> What the task asks
Rewrite the rows below from the line containing "Practice. Place a point on every instance of the parked vehicle" through the end of the rows, changing "green tree" to "leafy tree" and leaving everything else as it is.
* * *
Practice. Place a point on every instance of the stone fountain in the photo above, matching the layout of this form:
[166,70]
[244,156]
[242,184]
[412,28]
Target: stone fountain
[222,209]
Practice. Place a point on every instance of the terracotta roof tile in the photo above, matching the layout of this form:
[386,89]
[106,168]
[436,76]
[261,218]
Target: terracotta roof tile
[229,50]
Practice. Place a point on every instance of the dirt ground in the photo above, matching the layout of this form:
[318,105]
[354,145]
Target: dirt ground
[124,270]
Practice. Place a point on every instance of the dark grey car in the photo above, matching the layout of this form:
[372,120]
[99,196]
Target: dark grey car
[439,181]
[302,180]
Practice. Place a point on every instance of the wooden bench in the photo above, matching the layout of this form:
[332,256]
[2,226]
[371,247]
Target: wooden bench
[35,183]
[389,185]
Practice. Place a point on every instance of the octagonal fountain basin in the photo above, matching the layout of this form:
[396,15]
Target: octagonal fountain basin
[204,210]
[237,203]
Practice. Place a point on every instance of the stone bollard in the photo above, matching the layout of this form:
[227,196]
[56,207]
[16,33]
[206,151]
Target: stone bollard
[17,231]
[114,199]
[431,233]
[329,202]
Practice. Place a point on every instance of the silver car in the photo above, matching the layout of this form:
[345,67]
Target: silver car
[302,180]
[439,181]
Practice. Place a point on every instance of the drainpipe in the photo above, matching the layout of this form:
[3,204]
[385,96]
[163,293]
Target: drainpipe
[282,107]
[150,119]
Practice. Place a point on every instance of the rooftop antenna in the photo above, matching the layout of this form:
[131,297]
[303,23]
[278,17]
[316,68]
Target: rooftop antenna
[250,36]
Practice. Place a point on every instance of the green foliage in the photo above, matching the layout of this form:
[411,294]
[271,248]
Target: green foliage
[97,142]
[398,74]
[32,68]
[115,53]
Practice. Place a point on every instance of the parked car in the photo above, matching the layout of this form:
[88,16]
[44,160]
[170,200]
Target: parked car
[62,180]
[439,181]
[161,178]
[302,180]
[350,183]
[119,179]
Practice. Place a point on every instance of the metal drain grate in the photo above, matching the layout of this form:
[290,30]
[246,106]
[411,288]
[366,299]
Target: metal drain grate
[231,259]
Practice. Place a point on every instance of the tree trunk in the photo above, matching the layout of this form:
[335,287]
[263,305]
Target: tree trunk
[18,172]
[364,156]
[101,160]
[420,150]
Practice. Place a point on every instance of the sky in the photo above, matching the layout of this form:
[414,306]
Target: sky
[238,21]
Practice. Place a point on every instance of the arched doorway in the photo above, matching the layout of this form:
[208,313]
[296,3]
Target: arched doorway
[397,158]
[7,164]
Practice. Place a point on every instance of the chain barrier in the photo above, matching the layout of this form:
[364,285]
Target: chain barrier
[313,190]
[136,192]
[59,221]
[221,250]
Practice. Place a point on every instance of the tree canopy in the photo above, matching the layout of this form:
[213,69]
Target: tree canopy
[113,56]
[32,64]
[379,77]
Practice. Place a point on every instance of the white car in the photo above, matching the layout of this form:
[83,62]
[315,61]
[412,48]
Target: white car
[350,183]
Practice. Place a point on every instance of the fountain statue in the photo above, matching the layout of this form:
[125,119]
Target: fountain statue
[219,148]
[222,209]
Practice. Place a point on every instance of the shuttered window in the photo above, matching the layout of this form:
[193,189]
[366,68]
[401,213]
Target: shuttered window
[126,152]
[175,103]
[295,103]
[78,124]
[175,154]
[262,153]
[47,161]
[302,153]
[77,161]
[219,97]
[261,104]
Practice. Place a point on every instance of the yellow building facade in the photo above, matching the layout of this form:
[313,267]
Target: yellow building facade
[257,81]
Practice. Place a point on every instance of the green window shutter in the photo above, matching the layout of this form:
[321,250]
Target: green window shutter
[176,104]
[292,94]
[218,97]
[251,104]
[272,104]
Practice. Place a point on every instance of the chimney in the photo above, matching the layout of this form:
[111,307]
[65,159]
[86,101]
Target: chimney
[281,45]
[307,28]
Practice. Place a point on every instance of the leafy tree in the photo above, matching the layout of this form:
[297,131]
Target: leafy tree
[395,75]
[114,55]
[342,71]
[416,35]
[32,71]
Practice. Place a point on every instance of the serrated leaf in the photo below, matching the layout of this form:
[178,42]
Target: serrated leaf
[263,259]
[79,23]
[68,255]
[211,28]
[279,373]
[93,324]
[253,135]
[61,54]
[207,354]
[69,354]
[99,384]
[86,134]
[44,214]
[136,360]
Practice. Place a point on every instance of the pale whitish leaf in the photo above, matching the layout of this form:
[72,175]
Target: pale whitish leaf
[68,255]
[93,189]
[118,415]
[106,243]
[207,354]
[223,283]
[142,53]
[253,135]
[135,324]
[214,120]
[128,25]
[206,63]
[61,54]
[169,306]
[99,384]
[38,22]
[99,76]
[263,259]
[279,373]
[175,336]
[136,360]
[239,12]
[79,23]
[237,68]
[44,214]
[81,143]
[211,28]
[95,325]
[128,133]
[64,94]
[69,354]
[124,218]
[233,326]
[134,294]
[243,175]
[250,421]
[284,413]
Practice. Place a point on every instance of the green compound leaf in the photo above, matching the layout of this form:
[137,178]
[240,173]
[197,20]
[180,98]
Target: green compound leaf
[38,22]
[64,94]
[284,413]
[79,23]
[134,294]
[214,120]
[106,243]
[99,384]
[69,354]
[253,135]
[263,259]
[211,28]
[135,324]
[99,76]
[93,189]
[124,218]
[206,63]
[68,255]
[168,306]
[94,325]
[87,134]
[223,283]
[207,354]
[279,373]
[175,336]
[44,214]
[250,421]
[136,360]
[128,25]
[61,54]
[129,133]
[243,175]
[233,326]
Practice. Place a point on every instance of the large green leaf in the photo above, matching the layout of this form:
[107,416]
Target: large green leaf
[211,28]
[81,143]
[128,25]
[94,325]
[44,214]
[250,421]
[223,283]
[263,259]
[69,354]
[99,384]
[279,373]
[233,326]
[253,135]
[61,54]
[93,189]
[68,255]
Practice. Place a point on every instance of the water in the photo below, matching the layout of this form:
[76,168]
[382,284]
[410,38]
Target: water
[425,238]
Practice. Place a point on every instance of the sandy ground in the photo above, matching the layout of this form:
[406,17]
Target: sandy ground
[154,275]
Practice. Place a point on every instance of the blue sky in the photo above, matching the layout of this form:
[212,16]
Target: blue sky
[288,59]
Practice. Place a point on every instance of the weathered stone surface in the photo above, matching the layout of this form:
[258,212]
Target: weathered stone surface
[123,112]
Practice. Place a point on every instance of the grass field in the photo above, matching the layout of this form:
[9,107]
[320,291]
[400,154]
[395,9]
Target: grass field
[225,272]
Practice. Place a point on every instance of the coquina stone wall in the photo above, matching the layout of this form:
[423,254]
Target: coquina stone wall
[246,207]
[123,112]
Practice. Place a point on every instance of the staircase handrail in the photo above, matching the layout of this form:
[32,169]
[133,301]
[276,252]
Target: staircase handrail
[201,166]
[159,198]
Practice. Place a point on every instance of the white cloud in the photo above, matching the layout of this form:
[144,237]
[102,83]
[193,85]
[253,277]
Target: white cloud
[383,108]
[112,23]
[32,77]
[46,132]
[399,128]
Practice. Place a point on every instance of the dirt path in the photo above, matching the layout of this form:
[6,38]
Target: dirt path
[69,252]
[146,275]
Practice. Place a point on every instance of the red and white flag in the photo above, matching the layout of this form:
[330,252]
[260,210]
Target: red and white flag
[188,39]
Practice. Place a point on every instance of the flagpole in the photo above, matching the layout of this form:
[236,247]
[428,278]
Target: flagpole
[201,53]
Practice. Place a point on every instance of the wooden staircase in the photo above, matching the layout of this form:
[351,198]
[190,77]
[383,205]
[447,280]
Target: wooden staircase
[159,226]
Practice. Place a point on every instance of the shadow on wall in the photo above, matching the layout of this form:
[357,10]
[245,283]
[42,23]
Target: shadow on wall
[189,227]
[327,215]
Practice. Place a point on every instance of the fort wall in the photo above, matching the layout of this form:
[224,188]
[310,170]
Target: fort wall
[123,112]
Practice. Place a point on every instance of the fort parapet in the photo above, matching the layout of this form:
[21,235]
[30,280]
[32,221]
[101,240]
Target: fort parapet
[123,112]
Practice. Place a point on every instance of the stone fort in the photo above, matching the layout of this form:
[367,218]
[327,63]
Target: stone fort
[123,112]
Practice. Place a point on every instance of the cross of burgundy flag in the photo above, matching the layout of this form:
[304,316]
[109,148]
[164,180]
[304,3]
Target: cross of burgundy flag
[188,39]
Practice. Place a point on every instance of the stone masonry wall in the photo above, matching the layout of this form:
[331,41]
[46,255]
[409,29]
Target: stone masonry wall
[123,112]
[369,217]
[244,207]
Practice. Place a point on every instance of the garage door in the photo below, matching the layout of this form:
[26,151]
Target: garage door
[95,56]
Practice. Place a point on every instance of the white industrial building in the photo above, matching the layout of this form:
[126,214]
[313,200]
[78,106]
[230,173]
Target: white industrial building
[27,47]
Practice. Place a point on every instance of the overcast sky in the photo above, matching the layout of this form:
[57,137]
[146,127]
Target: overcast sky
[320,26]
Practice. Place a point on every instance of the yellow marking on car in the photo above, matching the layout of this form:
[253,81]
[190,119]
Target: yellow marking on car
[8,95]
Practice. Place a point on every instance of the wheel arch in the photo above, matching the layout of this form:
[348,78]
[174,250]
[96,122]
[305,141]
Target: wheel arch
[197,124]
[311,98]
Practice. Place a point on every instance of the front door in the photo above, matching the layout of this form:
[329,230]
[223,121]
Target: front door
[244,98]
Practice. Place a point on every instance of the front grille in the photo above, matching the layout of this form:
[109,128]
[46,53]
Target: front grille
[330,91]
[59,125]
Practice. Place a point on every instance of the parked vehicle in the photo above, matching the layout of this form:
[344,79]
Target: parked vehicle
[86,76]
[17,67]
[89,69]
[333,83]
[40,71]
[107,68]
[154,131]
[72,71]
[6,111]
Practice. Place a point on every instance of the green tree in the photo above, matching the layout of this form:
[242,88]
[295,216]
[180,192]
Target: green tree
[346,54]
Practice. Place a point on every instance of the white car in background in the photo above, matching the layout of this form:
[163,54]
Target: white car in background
* * *
> Complete output
Practice. Place a point on every instance of the parked vehicle in the photo above, matching the layout of this form:
[344,79]
Target: parked vehicle
[86,76]
[17,67]
[89,69]
[333,83]
[40,71]
[107,68]
[154,131]
[72,71]
[6,111]
Practice. Place a point on every instance of the leafy tree in the photo above, matching the layout of this form:
[242,88]
[295,216]
[180,192]
Target: leafy tree
[346,54]
Practice. Place a point on every instance of the white car in background in the photo above, matching the layout of this form:
[163,54]
Target: white car in background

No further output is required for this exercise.